* _JOB_
In the MonetDB + FITS email below, how can an index on a column be forced?
··· SELECTED PASSAGE ···
RE: MonetDB + FITS

23 Feb 2015

...
-----Original Message-----
From: Dimitar Nedev [mailto:dimitar.nedev@monetdbsolutions.com]
Sent: 23. února 2015 16:28
To: Jiří Nádvorník
Subject: Re: MonetDB + FITS
...
On 2015-Feb-23, at 13:28 , Jiří Nádvorník  wrote:
Hi,
I will be using this on Debian.
Ok, the ingestion seems quite straight-forward, so to the next point. The
coordinates will be ra, dec (right ascension, declination).  I have to decide
what to do with these "coordinate types".
First option is to use some kind of indexing (if you support any) on these
coordinates. Q3C, PgSphere comes in mind for relational DBs.
MonetDB does indexing (very lightweight), but currently entirely managed
by the engine. In general you can just start querying and not worry about
these things, depending on your data size, or at least how it was designed.
The first time this data is accessed an index of some sort is created. Some of
this indices are persistent, so they will be preserved between server restarts.
This means that any following query over the same columns will most likely
be faster. If you really want you can also force an index creation, executing a
range query (e.g. "SELECT COUNT(*) FROM table WHERE column > value")
will create an index on that column.
MonetDB already has a module called GEOM, that supports OGS Simple
Features for GeoSpatial queries. I am not sure if it currently has the function
that need to query a spherical coordinates. The module is already
considerably extended  and all the changes will be in the next major version
(expected in the next few month). This includes a lot more GIS functions and
will also include some optimizations for GeoSpatial queries.
...
Second option is to transform them into [x,y,z] coordinates on a cube and
use these numbers as coordinates for dimensions.
··· DATA LINES ···
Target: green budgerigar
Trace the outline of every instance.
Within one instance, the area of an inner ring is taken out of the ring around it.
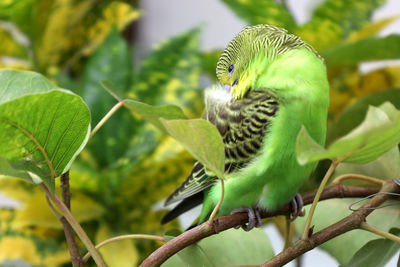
···
* _COMPLETE RESPONSE_
By executing a range query on that column, for example "SELECT COUNT(*) FROM table WHERE column > value".